→ Exercise: Copy every line from the one containing "# point at: bridge" through the last line of the records below, both included, and nothing else.

* begin Records shown *

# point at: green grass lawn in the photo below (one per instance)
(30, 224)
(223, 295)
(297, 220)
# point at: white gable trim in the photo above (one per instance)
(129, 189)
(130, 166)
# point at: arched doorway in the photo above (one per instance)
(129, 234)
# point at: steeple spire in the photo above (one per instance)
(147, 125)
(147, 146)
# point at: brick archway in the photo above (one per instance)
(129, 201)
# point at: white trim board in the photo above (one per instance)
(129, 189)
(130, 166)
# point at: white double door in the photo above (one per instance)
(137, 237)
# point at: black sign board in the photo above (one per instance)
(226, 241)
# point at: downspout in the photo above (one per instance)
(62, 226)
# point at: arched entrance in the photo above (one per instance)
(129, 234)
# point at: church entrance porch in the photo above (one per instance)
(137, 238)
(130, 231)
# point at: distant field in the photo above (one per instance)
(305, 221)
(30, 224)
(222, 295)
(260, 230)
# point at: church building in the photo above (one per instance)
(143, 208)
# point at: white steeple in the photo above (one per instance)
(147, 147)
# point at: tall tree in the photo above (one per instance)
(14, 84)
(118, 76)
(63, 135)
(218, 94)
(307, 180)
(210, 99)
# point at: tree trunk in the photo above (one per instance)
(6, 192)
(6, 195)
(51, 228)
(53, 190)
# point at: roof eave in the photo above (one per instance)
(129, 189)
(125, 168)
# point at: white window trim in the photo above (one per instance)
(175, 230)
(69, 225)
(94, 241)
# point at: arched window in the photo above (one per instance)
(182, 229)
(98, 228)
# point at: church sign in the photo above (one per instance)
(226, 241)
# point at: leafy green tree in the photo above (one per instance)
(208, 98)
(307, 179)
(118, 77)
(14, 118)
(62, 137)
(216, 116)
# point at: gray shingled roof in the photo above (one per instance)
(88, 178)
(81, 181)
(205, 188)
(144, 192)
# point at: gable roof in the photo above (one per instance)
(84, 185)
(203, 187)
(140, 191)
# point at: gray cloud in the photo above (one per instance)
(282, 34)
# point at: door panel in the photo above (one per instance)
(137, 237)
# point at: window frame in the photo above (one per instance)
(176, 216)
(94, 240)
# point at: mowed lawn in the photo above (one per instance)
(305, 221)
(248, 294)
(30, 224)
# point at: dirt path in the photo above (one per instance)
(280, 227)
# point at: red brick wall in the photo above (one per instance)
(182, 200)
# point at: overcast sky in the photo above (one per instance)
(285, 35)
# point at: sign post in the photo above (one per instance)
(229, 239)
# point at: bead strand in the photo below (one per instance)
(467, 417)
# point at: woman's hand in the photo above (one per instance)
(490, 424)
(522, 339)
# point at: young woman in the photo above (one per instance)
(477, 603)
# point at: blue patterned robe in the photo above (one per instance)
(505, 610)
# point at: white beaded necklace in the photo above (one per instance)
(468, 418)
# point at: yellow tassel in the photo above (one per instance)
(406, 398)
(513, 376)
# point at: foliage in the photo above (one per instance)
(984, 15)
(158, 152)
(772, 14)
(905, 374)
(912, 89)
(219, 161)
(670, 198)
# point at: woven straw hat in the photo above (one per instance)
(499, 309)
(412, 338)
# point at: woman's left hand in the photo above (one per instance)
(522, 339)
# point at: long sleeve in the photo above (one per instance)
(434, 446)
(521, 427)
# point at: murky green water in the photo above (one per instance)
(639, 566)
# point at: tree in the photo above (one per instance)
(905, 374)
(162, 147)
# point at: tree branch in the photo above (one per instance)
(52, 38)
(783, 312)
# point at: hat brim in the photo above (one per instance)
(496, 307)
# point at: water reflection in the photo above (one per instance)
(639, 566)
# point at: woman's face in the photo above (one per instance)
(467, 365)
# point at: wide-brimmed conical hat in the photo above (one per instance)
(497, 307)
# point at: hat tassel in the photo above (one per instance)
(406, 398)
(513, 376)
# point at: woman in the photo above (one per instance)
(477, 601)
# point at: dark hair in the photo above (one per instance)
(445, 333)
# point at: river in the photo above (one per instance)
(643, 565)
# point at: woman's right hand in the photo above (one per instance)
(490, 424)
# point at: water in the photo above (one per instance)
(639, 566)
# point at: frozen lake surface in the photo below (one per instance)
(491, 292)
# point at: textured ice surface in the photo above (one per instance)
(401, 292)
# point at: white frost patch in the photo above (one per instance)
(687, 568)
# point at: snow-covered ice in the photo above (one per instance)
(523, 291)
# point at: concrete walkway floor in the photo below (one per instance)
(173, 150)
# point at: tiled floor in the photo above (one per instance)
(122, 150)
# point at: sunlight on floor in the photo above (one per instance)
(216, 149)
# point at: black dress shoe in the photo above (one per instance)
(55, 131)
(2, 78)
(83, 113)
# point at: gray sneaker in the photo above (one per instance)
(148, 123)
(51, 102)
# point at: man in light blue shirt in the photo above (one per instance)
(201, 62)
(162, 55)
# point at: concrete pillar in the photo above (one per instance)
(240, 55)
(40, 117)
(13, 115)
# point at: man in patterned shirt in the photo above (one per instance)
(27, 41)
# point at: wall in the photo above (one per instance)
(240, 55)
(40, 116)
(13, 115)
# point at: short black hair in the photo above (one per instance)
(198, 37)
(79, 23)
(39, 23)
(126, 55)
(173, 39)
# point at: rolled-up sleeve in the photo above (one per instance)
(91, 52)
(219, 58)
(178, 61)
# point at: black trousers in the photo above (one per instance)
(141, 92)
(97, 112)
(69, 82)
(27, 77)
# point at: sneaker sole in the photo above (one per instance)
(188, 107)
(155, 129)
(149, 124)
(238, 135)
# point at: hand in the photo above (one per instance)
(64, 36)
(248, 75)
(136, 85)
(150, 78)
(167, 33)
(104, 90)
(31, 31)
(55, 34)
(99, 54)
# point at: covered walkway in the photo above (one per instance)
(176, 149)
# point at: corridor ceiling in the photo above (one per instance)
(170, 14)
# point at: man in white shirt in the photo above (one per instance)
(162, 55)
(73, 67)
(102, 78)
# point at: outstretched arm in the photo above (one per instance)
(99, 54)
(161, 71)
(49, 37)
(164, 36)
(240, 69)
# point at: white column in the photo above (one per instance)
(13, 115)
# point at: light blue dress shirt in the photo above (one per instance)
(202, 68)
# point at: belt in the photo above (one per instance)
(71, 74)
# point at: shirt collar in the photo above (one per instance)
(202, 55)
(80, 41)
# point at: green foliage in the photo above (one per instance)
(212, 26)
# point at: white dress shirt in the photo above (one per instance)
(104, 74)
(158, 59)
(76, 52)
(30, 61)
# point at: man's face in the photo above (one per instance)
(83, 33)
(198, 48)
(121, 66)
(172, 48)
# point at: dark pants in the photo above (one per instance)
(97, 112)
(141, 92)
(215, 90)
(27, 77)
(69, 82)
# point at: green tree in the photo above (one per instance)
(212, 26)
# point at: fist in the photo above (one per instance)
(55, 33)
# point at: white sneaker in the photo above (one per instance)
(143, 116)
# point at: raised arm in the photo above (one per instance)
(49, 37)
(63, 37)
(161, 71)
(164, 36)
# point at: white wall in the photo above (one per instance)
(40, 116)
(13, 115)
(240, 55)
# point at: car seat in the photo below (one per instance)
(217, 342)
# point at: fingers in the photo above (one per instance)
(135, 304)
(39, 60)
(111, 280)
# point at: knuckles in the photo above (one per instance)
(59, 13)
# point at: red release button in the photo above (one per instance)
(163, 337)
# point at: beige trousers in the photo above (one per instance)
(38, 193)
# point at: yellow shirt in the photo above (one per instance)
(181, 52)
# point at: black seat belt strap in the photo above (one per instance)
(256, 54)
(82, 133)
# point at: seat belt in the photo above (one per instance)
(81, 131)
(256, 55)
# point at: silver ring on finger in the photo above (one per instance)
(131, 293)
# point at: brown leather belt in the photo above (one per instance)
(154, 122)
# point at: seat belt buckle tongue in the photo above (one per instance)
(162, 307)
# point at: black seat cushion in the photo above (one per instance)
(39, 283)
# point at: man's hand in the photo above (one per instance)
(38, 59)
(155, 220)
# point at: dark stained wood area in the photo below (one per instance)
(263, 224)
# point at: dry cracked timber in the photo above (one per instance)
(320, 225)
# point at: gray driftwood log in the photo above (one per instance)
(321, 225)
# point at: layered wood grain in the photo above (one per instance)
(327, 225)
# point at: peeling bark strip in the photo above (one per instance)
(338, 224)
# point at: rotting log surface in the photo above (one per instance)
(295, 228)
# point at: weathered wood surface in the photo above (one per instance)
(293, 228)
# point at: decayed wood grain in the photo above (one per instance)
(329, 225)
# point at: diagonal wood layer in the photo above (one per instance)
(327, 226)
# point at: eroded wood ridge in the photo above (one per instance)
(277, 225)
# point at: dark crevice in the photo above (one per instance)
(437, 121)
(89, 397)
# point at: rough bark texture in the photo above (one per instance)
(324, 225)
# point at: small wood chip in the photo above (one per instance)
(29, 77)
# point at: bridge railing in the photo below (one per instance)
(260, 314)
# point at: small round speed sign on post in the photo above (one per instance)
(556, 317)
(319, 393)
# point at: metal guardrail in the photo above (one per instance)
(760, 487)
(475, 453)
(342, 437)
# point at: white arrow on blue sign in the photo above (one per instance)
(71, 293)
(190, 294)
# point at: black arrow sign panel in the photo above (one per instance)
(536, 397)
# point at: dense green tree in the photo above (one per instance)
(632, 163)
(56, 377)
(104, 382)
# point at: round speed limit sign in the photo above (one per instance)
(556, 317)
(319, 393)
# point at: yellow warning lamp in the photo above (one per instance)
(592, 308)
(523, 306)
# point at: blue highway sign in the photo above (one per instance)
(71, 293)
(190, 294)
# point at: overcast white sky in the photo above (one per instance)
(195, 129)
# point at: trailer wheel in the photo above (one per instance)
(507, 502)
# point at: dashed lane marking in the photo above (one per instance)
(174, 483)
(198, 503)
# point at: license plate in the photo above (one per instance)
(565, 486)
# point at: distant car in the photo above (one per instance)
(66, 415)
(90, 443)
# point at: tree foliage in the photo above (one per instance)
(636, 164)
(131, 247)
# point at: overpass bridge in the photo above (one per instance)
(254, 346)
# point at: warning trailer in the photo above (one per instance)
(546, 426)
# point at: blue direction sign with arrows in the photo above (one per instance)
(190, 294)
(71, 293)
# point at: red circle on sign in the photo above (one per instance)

* end Records shown *

→ Exercise result:
# point at: bridge railing in the photo below (one per instance)
(260, 314)
# point at: small round speed sign on post in the photo above (one per instance)
(556, 317)
(319, 393)
# point at: metal guardrail in the photo above (one per instance)
(760, 487)
(475, 453)
(342, 437)
# point at: white arrow on blue sign in the photo above (one per instance)
(71, 293)
(190, 294)
# point at: black arrow sign panel in the photo above (one per instance)
(536, 397)
# point at: dense green tree in the photo above (one per instance)
(632, 163)
(56, 377)
(104, 382)
# point at: round speed limit sign in the photo above (one per instance)
(556, 317)
(319, 393)
# point at: yellow warning lamp in the photo above (one per instance)
(592, 308)
(523, 306)
# point at: blue highway sign in the photo above (one per instance)
(71, 293)
(190, 294)
# point at: overcast white sky in the photo above (one per instance)
(195, 129)
# point at: trailer wheel in the photo above (one per instance)
(507, 502)
# point at: dashed lane marking in the photo above (one per instance)
(174, 483)
(198, 503)
# point at: license plate in the photo above (one per instance)
(565, 486)
# point at: distant car in the photo above (one per instance)
(66, 415)
(90, 443)
# point at: tree foliage in the photo above (one per instance)
(636, 164)
(131, 247)
# point at: overpass bridge in the photo above (one per instance)
(254, 346)
# point at: warning trailer in the photo above (one per instance)
(546, 426)
# point at: blue direction sign with arrows in the photo above (one per instance)
(190, 294)
(71, 293)
# point at: red circle on sign in the photo above (one per instance)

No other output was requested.